_GIVEN DATA_.
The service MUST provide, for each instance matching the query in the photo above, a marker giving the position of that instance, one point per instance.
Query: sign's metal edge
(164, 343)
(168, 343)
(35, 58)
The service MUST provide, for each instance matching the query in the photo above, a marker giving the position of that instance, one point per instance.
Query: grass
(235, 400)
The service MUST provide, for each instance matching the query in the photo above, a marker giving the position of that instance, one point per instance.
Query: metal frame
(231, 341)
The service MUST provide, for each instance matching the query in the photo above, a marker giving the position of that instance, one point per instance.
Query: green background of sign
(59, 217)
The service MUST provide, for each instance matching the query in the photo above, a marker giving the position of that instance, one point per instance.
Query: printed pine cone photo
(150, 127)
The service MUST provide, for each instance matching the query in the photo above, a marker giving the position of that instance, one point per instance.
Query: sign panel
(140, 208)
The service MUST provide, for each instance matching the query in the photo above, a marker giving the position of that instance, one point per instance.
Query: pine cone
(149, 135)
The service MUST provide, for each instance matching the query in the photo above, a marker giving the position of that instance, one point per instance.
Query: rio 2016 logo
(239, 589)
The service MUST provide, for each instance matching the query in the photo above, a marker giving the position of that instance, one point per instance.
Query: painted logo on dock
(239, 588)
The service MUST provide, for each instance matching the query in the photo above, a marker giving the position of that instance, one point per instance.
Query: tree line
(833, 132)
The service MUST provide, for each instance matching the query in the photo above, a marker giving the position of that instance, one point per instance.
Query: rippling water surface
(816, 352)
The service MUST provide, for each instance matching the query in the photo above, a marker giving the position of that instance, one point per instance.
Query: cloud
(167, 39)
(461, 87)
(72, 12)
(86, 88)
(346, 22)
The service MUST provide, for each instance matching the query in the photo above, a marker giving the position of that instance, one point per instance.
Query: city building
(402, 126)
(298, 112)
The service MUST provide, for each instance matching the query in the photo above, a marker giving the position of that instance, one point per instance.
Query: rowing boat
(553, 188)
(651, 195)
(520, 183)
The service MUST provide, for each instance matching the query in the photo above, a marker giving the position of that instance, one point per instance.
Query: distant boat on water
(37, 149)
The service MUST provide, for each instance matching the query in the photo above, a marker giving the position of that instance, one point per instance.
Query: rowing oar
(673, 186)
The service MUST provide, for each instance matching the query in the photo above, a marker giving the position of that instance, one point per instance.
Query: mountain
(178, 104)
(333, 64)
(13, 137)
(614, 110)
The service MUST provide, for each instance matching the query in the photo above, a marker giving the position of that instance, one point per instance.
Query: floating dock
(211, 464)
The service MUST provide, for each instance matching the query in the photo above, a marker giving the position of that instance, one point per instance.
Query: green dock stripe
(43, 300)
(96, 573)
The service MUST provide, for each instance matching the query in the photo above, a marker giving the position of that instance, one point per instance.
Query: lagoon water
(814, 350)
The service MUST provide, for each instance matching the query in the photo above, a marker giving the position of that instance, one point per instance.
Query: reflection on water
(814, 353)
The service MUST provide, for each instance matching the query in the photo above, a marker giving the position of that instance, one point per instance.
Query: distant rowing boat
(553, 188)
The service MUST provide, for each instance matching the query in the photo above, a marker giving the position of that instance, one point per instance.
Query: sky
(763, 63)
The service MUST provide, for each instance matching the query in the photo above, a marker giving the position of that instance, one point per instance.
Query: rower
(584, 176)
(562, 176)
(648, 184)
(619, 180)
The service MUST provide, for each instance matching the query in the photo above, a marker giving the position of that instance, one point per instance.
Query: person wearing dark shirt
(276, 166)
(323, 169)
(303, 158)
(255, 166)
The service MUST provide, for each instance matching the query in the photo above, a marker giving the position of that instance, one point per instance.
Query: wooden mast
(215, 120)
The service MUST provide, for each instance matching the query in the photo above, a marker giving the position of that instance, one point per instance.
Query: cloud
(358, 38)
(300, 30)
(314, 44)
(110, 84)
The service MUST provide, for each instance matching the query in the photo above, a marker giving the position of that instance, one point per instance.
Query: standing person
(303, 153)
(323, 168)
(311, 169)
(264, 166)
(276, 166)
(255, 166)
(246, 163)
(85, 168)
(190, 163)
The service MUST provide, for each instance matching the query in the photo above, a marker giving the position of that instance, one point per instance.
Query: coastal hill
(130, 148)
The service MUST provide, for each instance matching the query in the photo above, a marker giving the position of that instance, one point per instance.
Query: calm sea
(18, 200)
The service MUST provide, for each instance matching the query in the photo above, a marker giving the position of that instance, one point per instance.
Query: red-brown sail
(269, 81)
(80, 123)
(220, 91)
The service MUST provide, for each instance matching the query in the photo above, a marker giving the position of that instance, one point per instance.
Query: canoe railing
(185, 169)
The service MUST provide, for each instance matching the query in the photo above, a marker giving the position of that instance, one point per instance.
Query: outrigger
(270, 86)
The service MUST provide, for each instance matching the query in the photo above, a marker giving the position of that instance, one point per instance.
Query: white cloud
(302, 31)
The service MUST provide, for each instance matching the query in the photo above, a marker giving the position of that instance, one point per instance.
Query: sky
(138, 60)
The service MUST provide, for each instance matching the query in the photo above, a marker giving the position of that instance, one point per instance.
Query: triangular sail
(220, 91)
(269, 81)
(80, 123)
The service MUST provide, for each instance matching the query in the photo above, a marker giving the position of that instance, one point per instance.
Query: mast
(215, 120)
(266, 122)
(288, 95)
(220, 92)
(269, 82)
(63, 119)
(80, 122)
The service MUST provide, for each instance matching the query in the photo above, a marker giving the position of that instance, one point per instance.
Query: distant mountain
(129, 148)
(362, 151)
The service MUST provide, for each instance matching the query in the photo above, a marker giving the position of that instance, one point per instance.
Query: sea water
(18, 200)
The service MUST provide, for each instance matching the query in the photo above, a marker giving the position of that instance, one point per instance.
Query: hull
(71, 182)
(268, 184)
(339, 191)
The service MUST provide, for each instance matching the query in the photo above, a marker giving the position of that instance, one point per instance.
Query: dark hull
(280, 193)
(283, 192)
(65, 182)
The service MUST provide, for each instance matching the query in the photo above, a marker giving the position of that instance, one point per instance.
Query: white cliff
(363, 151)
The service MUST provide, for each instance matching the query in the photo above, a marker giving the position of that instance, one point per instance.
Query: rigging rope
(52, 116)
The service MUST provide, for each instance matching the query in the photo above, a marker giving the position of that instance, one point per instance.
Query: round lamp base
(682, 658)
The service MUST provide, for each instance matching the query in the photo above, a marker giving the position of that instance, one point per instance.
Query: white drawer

_YOUR INSTRUCTIONS_.
The answer is the data above, retyped exactly in full.

_OUTPUT OF THE EXERCISE_.
The service MUST provide, for each instance matching the query in the photo above, a marker giving the position of that instance, one point per instance.
Query: sign's metal edge
(164, 343)
(168, 343)
(35, 58)
The service MUST provide, for each instance matching the query in the photo above, a marker giving the position of that instance, one point per instance.
Query: grass
(235, 400)
The service MUST provide, for each instance matching the query in the photo above, a marker giving the position of that instance, one point per instance.
Query: metal frame
(231, 341)
The service MUST provide, for each instance matching the query in the photo above, a marker giving the position of that instance, one point per instance.
Query: green background of sign
(59, 217)
The service MUST provide, for each instance matching the query in the photo above, a marker giving the position of that instance, one point per instance.
Query: printed pine cone photo
(150, 127)
The service MUST provide, for each instance matching the query in the photo above, a marker giving the position of that instance, one point per instance.
Query: sign panel
(140, 208)
The service MUST provide, for each instance matching the query in the photo above, a marker giving the position of that instance, one point per instance.
Query: pine cone
(149, 135)
The service MUST provide, for each instance matching the query in the photo above, a marker giving the position of that instance, one point per instance.
Query: rio 2016 logo
(239, 589)
The service MUST provide, for each instance matching the query in the photo above, a marker giving the position of that instance, one point per instance.
Query: painted logo on dock
(239, 588)
The service MUST provide, for each instance matching the query in the photo above, a marker giving the position of that instance, one point per instance.
Query: tree line
(833, 132)
The service MUST provide, for each instance matching the query in the photo above, a marker giving the position of that instance, one point per instance.
Query: rippling water surface
(816, 352)
The service MUST provide, for each instance matching the query in the photo above, a marker giving the position of that instance, one point per instance.
Query: cloud
(167, 39)
(461, 87)
(72, 12)
(86, 88)
(346, 22)
The service MUST provide, for each instance matching the query in the photo above, a marker giving the position of that instance, one point per instance.
Query: city building
(402, 126)
(298, 112)
The service MUST provide, for each instance matching the query in the photo above, a marker giving the position of that instance, one point per instance.
Query: rowing boat
(553, 188)
(651, 195)
(520, 183)
The service MUST provide, for each instance matching the query in the photo above, a marker giving the position of that instance, one point per instance.
Query: distant boat on water
(37, 149)
The service MUST provide, for each instance matching the query in the photo above, a marker giving the position of that instance, one point per instance.
Query: rowing oar
(673, 186)
The service MUST provide, for each instance matching the query in the photo above, a marker giving the position of that instance, one point per instance.
Query: mountain
(178, 104)
(333, 64)
(13, 137)
(614, 110)
The service MUST provide, for each instance matching the query in the photo above, a marker giving the position of that instance, one point per instance.
Query: floating dock
(211, 464)
The service MUST provide, for each instance matching the query in the photo above, a marker giving the position of that instance, one point per instance.
Query: green dock stripe
(43, 300)
(96, 573)
The service MUST provide, for each instance matching the query in the photo above, a marker giving the position of that instance, one point per instance.
Query: lagoon water
(814, 350)
The service MUST provide, for each instance matching the query in the photo above, a marker giving the position of that instance, one point per instance.
Query: reflection on water
(814, 353)
The service MUST provide, for each instance matching the query in the photo above, a marker giving the position of that instance, one point per instance.
Query: distant rowing boat
(553, 188)
The service MUST provide, for each instance matching the query in the photo above, a marker giving the position of that instance, one point per instance.
Query: sky
(763, 63)
The service MUST provide, for each instance matching the query in the photo above, a marker giving the position of that instance, one point per instance.
Query: rower
(584, 176)
(562, 176)
(648, 184)
(619, 180)
The service MUST provide, for each instance matching the query in the photo above, a marker giving the position of that instance, one point per instance.
Query: person wearing dark shirt
(276, 166)
(323, 169)
(303, 158)
(255, 166)
The service MUST provide, for each instance matching the query in the photo above, a marker giving the position of that instance, one point per instance.
Query: wooden mast
(215, 120)
The service MUST provide, for each instance matching the query in the photo above, a marker giving the position of that instance, one point per instance.
Query: cloud
(358, 38)
(300, 30)
(314, 44)
(110, 84)
The service MUST provide, for each instance matching the query in the photo above, a marker giving the position of that instance, one point per instance.
Query: standing person
(303, 153)
(323, 168)
(311, 169)
(264, 166)
(276, 166)
(255, 166)
(246, 163)
(85, 168)
(190, 163)
The service MUST provide, for each instance matching the query in the photo above, a marker giving the position of that instance, one point per instance.
Query: coastal hill
(130, 148)
The service MUST provide, for each instance matching the query in the photo above, a marker giving the position of that instance, one point per instance.
Query: calm sea
(18, 200)
The service MUST provide, for each instance matching the query in the photo above, a marker giving the position of that instance, one point per instance.
Query: red-brown sail
(269, 81)
(80, 123)
(220, 91)
The service MUST provide, for each instance matching the query in the photo above, a marker giving the position of that instance, one point per instance.
Query: canoe railing
(185, 169)
The service MUST provide, for each instance matching the query in the photo above, a marker giving the position of that instance, one point per instance.
Query: outrigger
(270, 86)
The service MUST provide, for each instance matching the query in the photo above, a marker giving the position of that instance, one point per instance.
Query: white cloud
(302, 31)
The service MUST provide, for each instance matching the query in the photo above, a marker giving the position of that instance, one point per instance.
Query: sky
(138, 60)
The service MUST provide, for each instance matching the query in the photo above, a marker giving the position of that instance, one point per instance.
Query: triangular sail
(220, 91)
(269, 81)
(80, 123)
The service MUST provide, for each instance matching the query in the photo above, a marker giving the position of that instance, one point per instance.
Query: mast
(215, 120)
(266, 122)
(288, 95)
(220, 92)
(269, 82)
(63, 119)
(80, 122)
The service MUST provide, for each instance matching the query in the photo above, a marker giving the position of that instance, one point per instance.
Query: distant mountain
(129, 148)
(362, 151)
The service MUST provide, for each instance matching the query in the photo above, a marker giving the position of that instance, one point per instance.
Query: sea water
(18, 200)
The service MUST provide, for each instance matching the query in the photo above, a marker giving the position of that instance, one point per instance.
Query: hull
(71, 182)
(268, 184)
(339, 191)
The service MUST provide, for each instance matching the query in the photo above, a marker giving the position of that instance, one point per instance.
Query: dark hull
(280, 193)
(283, 192)
(65, 182)
The service MUST provide, for each instance matching the query in the photo above, a marker giving the position of that instance, one point per instance.
Query: white cliff
(363, 151)
The service MUST provide, for each instance matching the query in the photo above, a marker giving the position of that instance, one point per instance.
Query: rigging rope
(52, 116)
The service MUST provide, for each instance matching the query in the photo above, a marker giving the position of that instance, one point per instance.
Query: round lamp base
(682, 658)
The service MUST provide, for each instance matching the query in the photo above, a marker giving the position of that instance, one point per instance.
Query: white drawer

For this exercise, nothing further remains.